20. The Court first observes that in the present case the Administrative Court was the first and only judicial body before which the applicant ’ s case was brought (see, mutatis mutandis , Fischer v. Austria , 26 April 1995, § 44, Series A no. 312, and Pauger v. Austria , 28 May 1997, § 59, Reports of Judgments and Decisions 1997-III ). It further reiterates that the holding of court hearings in public constitutes a fundamental principle enshrined in paragraph 1 of Article 6 (see Diennet v. France , 26 September 1995, § 33, Series A no. 325-A); the applicant was in principle entitled to a public hearing, as none of the exceptions laid down in the second sentence of this provision applied or was invoked in the domestic proceedings (see, mutatis mutandis , Malhous v. the Czech Republic [GC], no. 33071/96, § 56, 12 July 2001 ) .

21. However, the right to an oral hearing before a court of first and only instance is not an absolute one , as exceptional circumstances might justify dispensing with such a hearing (see Allan Jacobsson v. Sweden (No. 2) , 19 February 1998, § 46, Reports 1998-I ). In particular, the Court has already held that in the course of proceedings in which exclusively legal or highly technical questions are at stake, the requirements of Article 6 may be fulfilled even in the absence of an oral hearing (see Schuler- Zgraggen v. Switzerland , 24 June 1993, § 58, Series A no. 263; Varela Assalino v. Portugal ( dec. ), no. 64336/01, 25 April 2002; and Schelling v. Austria , no. 55193/00, § 30, 10 November 2005 ). This applies in particular where the facts are not disputed and a tribunal is only called upon to decide on questions of law of no particular complexity (see Varela Assalino , cited above, with further references, and Speil v. Austria ( dec. ), no. 42057/98, 5 September 2002).

RAW DATA:
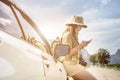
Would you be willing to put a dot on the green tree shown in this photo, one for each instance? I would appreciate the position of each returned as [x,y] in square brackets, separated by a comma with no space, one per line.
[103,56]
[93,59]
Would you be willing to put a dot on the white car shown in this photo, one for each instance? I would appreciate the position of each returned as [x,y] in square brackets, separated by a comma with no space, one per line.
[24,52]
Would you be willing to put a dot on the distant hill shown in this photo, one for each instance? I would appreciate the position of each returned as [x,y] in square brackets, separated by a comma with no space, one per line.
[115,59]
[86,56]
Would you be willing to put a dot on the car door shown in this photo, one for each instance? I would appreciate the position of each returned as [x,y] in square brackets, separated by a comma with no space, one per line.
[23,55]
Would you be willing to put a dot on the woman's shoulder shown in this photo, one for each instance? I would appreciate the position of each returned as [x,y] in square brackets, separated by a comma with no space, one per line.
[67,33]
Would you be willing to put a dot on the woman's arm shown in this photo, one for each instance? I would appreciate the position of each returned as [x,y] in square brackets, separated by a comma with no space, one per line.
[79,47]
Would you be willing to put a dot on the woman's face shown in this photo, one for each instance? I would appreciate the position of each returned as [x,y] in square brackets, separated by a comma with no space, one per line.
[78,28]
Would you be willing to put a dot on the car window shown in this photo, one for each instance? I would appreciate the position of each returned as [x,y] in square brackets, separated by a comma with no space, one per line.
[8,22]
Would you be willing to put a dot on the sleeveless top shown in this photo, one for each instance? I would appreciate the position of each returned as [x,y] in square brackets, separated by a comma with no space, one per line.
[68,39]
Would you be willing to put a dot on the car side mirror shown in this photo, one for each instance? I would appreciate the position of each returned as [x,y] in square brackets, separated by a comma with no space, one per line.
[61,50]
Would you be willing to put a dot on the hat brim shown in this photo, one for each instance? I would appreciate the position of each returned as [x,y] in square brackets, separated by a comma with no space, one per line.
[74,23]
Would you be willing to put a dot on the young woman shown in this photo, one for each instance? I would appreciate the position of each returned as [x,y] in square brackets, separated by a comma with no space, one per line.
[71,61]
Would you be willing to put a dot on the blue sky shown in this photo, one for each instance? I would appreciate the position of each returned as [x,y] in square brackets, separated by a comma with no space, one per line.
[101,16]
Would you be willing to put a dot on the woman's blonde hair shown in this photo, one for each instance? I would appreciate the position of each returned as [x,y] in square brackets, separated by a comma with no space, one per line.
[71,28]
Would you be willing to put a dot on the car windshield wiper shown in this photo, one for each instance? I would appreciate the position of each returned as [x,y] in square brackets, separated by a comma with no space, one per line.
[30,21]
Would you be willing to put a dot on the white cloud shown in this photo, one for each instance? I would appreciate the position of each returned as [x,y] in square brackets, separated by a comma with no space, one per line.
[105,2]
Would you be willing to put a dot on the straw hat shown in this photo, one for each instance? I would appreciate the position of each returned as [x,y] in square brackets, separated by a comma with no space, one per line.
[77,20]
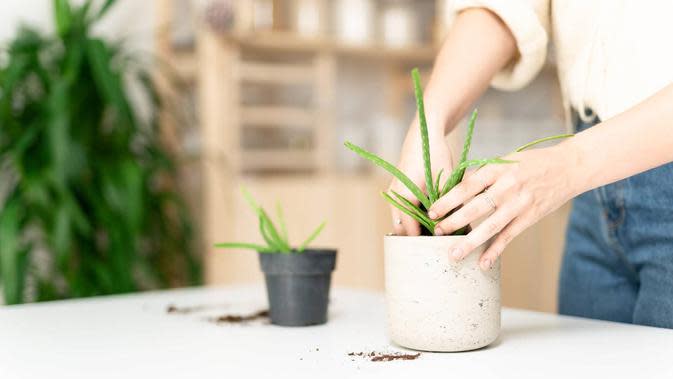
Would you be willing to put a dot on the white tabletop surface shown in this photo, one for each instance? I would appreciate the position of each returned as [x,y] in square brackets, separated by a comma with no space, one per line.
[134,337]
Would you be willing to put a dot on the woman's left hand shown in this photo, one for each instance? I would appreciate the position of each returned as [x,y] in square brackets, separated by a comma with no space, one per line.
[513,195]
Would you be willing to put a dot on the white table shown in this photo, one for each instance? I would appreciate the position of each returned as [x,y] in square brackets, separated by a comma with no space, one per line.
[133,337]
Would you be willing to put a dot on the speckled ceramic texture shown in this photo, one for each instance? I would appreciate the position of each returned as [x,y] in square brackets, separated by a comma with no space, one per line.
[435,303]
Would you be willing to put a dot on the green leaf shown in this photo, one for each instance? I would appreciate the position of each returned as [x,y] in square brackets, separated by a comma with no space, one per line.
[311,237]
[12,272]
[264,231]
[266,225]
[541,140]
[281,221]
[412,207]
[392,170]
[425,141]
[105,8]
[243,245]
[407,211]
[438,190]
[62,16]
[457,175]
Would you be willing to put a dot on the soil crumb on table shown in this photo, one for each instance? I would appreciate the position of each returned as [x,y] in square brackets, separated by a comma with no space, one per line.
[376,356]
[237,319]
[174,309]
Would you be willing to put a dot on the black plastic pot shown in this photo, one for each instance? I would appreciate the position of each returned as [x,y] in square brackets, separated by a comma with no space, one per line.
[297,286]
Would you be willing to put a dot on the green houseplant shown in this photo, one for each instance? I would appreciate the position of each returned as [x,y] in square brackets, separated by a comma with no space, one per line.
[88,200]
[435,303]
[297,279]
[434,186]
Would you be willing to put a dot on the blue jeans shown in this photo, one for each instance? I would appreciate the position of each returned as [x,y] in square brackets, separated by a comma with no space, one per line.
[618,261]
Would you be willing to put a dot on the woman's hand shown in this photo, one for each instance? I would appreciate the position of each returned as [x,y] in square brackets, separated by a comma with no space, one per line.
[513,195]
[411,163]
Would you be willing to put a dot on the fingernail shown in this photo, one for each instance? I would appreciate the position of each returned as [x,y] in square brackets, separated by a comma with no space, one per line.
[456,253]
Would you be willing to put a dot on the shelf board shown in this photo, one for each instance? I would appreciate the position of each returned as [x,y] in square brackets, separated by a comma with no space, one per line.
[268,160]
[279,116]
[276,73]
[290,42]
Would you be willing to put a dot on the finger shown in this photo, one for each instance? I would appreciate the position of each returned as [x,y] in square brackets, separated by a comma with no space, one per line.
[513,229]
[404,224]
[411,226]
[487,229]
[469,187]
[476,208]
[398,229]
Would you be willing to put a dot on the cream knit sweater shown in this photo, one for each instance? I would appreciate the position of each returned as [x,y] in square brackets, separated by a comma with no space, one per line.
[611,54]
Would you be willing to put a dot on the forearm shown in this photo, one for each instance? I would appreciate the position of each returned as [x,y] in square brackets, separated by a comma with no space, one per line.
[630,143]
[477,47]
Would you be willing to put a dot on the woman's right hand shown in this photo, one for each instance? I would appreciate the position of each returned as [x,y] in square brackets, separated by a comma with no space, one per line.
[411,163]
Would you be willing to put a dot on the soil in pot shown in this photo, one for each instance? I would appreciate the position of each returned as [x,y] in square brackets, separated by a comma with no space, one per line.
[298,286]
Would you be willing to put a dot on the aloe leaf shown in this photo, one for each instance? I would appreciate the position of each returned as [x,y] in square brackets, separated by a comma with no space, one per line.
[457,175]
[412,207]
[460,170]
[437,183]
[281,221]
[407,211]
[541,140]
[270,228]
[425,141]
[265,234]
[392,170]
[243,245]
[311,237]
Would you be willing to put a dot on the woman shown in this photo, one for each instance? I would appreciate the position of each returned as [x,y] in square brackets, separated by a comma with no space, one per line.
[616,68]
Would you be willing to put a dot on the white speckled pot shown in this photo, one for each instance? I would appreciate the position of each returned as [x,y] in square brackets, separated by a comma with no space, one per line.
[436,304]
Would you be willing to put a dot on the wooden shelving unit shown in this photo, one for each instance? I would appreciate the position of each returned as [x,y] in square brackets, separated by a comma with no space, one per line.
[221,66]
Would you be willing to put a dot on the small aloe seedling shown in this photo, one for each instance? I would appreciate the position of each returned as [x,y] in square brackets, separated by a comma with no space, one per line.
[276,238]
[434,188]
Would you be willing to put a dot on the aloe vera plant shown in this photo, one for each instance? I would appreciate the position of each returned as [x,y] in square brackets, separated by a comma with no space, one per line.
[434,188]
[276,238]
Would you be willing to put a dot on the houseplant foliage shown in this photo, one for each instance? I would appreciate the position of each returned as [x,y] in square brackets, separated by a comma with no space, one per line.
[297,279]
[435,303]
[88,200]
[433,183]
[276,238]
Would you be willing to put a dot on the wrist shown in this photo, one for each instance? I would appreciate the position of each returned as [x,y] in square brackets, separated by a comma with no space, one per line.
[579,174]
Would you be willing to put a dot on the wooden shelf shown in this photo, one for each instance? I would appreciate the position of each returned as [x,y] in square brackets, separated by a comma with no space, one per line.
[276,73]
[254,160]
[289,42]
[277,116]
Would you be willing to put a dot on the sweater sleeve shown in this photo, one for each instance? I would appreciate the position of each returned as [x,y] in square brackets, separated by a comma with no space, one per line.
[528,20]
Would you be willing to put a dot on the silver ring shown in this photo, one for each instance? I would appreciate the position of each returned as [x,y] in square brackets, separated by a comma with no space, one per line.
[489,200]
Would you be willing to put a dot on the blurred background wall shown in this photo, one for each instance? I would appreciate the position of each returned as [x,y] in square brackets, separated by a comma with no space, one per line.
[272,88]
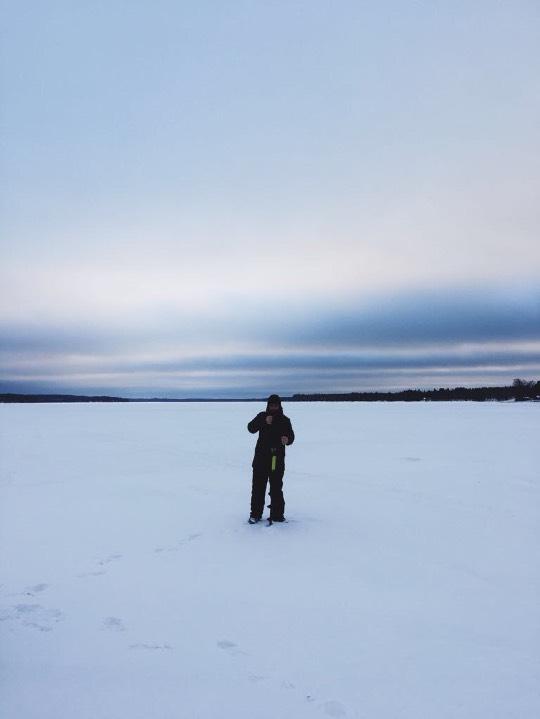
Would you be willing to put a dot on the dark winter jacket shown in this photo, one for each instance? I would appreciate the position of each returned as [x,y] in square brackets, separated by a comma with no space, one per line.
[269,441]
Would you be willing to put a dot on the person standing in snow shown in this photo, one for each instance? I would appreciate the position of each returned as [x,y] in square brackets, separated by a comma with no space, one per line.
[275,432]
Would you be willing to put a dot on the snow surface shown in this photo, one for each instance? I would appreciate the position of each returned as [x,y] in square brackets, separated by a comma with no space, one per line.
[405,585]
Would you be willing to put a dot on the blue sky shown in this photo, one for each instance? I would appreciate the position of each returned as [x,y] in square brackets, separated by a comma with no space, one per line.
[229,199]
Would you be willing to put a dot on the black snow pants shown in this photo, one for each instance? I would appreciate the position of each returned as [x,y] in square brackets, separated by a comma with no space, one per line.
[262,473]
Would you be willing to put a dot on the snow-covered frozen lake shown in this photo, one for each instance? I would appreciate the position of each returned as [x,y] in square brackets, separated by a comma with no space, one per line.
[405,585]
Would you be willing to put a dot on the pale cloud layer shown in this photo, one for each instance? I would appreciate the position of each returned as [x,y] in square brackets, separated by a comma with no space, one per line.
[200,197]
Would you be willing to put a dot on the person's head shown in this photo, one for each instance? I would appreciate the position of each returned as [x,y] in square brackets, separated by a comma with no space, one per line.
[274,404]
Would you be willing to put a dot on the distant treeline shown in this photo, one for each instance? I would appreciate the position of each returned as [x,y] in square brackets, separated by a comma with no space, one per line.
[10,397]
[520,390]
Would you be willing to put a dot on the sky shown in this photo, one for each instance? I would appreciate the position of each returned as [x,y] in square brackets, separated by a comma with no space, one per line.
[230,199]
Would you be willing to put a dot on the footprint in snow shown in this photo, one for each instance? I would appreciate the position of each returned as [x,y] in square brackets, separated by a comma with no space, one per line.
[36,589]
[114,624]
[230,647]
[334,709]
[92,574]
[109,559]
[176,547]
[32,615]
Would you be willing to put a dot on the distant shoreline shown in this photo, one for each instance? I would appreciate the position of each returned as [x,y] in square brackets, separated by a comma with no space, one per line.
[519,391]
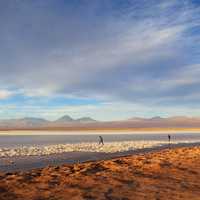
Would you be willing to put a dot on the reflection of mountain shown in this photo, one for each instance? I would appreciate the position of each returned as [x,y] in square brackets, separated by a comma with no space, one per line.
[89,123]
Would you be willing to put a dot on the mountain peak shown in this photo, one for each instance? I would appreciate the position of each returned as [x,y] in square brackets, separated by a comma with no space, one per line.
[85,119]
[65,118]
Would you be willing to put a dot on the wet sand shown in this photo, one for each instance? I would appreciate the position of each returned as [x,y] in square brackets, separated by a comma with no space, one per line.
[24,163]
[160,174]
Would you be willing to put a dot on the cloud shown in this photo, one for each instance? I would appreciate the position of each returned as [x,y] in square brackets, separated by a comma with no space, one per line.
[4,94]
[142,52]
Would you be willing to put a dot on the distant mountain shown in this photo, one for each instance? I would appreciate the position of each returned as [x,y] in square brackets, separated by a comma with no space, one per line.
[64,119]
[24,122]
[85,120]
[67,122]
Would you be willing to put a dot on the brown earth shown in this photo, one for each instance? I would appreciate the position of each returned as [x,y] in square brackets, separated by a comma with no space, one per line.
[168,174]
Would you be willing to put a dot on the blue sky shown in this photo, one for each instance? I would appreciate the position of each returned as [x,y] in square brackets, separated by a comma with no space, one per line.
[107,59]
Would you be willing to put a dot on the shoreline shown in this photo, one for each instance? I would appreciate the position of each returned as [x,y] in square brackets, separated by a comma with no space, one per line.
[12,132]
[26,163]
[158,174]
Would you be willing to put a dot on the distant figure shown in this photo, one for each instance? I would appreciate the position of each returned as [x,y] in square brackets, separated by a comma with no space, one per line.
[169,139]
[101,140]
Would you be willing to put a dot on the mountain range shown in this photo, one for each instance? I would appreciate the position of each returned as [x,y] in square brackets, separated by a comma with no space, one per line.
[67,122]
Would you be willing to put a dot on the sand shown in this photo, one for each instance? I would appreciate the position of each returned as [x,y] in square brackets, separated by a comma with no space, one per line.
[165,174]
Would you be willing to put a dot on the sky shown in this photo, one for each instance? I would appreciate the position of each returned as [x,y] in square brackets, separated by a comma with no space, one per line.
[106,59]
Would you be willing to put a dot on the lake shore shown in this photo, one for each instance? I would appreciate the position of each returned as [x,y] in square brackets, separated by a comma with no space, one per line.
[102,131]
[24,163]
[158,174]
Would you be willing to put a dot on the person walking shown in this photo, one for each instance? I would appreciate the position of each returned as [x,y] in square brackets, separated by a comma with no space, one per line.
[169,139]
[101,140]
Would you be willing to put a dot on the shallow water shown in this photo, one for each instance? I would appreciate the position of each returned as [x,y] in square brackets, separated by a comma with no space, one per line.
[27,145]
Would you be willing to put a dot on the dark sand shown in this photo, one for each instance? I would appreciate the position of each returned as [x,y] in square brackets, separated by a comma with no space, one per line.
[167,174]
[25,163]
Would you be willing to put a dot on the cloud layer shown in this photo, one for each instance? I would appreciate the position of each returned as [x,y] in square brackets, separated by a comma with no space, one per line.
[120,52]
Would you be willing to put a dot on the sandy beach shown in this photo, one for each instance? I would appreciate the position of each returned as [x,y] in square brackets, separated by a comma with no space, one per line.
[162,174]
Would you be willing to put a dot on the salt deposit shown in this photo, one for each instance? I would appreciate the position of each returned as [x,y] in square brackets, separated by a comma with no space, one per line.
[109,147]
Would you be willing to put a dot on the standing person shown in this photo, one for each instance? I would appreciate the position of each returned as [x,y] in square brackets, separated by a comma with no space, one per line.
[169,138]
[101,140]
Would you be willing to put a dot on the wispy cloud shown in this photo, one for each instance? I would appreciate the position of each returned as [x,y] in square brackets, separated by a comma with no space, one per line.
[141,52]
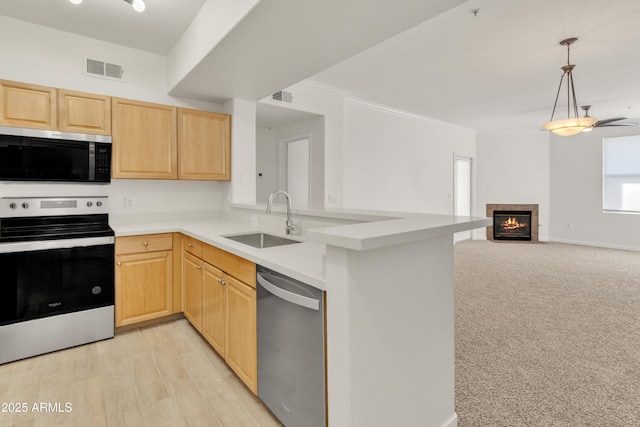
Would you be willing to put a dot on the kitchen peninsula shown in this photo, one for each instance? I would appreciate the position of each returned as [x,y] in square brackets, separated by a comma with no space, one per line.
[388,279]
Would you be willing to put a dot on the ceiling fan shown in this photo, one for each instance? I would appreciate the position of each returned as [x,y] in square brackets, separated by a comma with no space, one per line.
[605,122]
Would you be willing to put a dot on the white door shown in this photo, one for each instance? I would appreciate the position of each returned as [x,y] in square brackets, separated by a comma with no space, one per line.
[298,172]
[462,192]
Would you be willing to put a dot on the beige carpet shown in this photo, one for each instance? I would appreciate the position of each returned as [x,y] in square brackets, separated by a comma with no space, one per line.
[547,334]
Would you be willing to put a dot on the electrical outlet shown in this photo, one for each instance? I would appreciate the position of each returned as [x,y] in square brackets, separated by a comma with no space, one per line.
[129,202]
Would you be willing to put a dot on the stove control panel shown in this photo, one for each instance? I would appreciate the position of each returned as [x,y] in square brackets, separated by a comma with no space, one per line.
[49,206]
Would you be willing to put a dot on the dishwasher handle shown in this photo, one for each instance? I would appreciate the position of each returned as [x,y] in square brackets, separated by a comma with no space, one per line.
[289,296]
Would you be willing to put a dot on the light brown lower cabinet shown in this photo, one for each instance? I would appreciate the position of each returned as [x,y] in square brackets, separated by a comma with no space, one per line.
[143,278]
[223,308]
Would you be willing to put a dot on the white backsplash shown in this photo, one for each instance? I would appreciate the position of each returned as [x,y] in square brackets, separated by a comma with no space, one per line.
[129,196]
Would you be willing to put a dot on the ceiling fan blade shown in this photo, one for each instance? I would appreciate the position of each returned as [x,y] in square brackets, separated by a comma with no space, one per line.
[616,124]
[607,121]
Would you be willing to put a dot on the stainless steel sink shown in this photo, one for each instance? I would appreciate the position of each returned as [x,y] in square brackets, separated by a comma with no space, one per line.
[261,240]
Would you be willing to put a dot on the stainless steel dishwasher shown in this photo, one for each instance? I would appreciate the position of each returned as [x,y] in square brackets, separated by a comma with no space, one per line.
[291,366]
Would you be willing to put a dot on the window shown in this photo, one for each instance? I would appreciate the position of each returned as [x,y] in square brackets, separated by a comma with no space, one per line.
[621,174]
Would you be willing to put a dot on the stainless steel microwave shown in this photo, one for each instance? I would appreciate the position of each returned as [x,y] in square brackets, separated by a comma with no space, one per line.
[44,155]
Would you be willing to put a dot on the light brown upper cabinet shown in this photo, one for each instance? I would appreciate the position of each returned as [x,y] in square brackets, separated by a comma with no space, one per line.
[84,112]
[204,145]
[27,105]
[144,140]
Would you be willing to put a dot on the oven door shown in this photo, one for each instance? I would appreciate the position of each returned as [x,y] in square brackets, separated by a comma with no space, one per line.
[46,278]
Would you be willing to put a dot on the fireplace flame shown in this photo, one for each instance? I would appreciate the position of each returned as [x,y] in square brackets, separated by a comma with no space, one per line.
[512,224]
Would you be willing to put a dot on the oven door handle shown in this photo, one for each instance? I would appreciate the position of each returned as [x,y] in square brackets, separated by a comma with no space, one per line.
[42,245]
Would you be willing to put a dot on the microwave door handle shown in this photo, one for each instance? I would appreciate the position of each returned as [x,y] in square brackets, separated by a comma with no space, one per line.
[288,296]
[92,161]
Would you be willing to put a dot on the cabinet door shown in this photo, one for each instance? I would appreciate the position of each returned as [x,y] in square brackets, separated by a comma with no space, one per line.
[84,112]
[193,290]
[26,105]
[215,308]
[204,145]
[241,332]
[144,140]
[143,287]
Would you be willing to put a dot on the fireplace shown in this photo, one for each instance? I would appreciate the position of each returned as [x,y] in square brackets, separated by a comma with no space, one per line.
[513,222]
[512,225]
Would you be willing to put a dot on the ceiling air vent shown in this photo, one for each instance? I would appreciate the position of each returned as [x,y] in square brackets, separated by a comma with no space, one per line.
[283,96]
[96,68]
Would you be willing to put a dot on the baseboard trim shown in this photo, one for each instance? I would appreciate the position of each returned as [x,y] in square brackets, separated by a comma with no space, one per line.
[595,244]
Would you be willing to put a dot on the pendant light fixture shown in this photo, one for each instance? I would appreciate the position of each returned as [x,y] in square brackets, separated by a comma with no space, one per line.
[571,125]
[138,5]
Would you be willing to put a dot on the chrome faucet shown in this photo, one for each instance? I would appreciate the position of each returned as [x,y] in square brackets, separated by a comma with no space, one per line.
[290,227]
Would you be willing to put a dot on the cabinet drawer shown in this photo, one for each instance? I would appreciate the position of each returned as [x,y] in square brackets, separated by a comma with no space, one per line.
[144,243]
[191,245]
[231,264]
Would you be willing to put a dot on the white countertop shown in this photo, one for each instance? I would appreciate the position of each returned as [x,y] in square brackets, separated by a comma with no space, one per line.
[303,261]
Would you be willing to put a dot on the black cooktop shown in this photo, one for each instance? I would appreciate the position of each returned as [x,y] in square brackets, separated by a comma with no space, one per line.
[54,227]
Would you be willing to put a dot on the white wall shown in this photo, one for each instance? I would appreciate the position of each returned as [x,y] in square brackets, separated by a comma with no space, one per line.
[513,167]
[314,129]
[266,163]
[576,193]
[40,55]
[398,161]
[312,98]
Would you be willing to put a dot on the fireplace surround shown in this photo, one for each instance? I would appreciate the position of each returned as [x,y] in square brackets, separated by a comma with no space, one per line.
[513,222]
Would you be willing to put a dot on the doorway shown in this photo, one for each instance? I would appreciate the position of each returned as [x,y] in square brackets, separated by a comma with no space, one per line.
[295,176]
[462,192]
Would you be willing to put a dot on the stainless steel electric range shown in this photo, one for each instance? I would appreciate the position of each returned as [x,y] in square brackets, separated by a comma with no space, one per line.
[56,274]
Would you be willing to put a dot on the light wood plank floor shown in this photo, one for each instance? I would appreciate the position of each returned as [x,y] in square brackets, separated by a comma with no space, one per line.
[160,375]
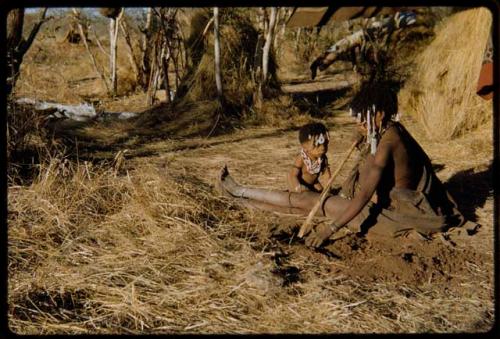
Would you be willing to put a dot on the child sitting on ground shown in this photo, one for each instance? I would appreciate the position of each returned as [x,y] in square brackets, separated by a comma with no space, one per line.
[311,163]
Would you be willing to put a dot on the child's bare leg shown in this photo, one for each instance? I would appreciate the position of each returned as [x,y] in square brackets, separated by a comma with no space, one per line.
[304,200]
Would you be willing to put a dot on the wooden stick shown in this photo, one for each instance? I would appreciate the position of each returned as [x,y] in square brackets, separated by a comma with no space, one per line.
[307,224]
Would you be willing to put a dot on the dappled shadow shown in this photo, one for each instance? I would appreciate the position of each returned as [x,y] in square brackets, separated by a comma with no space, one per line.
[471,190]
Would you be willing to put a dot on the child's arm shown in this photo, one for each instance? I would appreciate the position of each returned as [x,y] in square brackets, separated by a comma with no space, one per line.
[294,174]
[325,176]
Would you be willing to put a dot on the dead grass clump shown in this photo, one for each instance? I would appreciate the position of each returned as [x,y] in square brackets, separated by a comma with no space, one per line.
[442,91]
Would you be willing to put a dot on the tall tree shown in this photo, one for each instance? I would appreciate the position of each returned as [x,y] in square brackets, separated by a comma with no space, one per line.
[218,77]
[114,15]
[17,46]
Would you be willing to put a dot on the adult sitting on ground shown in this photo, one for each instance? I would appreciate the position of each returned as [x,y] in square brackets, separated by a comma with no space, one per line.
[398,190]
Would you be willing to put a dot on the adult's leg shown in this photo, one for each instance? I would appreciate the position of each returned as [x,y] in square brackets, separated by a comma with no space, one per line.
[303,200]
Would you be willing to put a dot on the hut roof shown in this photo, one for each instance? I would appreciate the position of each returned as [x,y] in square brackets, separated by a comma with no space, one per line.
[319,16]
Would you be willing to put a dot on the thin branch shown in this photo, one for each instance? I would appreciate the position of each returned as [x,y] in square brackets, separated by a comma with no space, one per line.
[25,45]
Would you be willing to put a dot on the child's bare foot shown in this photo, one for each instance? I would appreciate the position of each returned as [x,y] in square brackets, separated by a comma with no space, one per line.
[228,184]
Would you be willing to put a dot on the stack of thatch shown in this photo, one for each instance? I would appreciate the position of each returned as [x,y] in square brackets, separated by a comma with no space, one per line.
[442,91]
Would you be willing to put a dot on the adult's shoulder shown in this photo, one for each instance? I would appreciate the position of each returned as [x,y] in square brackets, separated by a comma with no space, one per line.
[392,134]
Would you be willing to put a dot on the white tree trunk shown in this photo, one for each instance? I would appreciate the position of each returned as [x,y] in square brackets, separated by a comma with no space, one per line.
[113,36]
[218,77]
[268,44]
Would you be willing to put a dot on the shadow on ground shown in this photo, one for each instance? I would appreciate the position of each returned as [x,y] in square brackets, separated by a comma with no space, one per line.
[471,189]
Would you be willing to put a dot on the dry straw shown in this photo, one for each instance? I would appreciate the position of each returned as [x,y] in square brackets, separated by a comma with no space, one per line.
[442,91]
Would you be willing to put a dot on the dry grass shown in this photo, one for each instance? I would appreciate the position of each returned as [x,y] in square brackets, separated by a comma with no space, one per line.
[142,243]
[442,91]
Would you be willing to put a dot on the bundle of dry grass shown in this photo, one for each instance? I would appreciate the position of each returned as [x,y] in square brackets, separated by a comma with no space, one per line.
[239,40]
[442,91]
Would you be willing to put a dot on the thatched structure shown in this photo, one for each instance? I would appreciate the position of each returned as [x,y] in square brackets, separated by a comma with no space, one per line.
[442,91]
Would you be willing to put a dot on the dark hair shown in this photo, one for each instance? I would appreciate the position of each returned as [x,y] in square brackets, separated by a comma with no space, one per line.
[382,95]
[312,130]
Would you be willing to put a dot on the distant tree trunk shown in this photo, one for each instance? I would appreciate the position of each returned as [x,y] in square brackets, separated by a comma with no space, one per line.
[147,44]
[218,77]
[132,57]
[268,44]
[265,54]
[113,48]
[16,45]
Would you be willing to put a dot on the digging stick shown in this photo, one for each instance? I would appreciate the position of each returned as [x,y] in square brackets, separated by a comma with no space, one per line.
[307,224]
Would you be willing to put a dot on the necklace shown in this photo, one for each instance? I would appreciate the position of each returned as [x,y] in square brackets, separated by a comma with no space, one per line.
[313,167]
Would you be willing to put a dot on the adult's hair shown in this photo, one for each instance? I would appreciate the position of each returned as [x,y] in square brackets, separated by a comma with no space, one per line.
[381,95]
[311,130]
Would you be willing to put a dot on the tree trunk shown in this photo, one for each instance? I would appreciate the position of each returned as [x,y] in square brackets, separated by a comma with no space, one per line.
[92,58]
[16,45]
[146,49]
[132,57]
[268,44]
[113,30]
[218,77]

AIM A: Report each line in the records that contains the word "unit", copying every such line in full. Case counts.
AIM B: Extend the court passage on oral hearings under Article 6, picking up right after its final sentence.

WRITTEN ANSWER A:
Would you be willing to put a dot on the wooden shelving unit shown in this photo, one for each instance? I would appreciate the position of each returned as [x,y] in square brackets, separated by a comma with no space, one per line.

WRITTEN ANSWER B:
22. In the present case, the Court notes that the applicant expressly requested an oral hearing with the Administrative Court (see paragraph 12 above). However, the Administrative Court dismissed that request on the grounds that the facts established by the Regional Labour Market Service had not been disputed by the applicant, that there was well-established case ‑ law on the matter and that the applicant had not raised any legal or factual questions requiring an oral hearing (see paragraph 14 above).

23. The Court does not consider the above grounds to be unreasonable or arbitrary. It observes that the relevant facts were already established in the Regional Labour Market Service ’ s decision of 4 December 2008 (see paragraph 10 above), and that they were based on the applicant ’ s own submissions and remained undisputed throughout the proceedings. As regards the Administrative Court ’ s finding that the applicant had not alleged having taken recognisable steps to end his self-employed activities (see paragraph 14 above) , the Court notes that the applicant never raised any factual questions in that respect during the domestic proceedings , but confined himself in challenging the legal conclusions drawn from the undisputed facts. The Court further considers that the questions of law which had to be decided by the Administrative Court did not raise complex issues.

24. Having regard to the above considerations, to its case-law on the subject (see Varela Assalino and Speil , decisions cited above, with further references) and to the demands of efficiency and economy which the national authorities might have taken into account (see Schuler- Zgraggen , cited above, § 58), the Court concludes that Article 6 § 1 of the Convention did not require an oral hearing before the Administrative Court in the circumstances of the present case.

25. It follows that the application is manifestly ill-founded and must be rejected in accordance with Article 35 §§ 3 and 4 of the Convention.

For these reasons, the Court, unanimously,

Declares the application inadmissible.

Done in English and notified in writing on 30 March 2017 .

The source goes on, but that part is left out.